- _What to produce_: Return the rows below verbatim, leaving out the pictures.

- _Supplied records_:
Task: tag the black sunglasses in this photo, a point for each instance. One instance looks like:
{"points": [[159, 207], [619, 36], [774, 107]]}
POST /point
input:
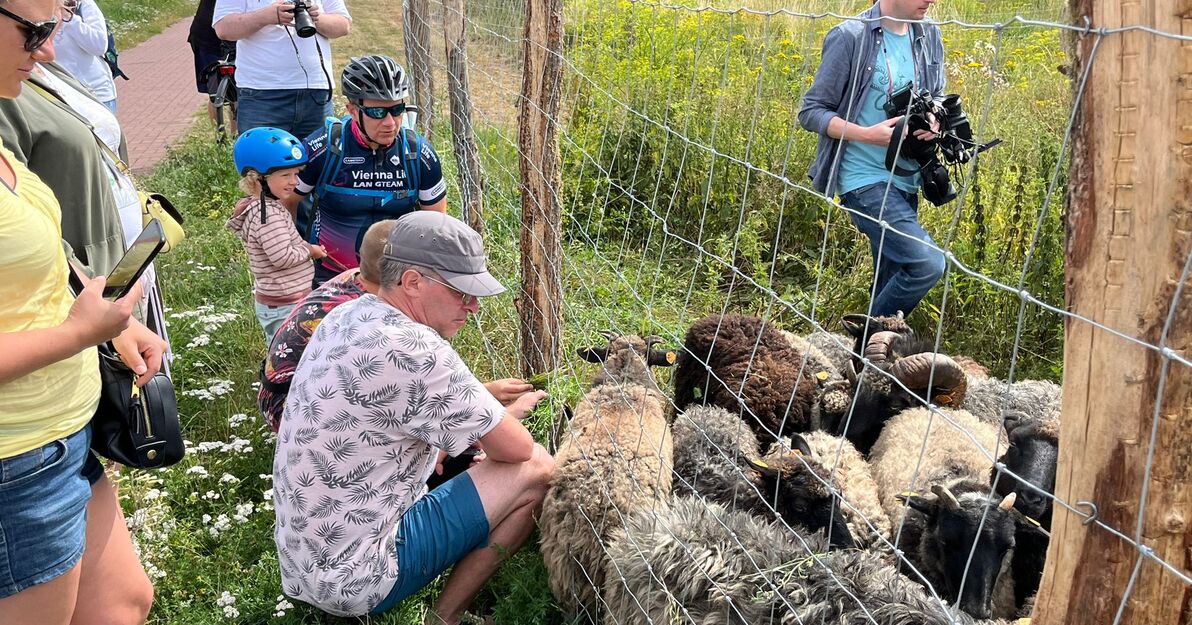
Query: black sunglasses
{"points": [[36, 35], [379, 112]]}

- _Answer to the exercise_:
Task: tag the black sunglasses in this photo, a point for each instance. One instance looks like:
{"points": [[159, 207], [619, 36], [774, 107]]}
POST /point
input:
Query: black sunglasses
{"points": [[36, 35], [379, 112]]}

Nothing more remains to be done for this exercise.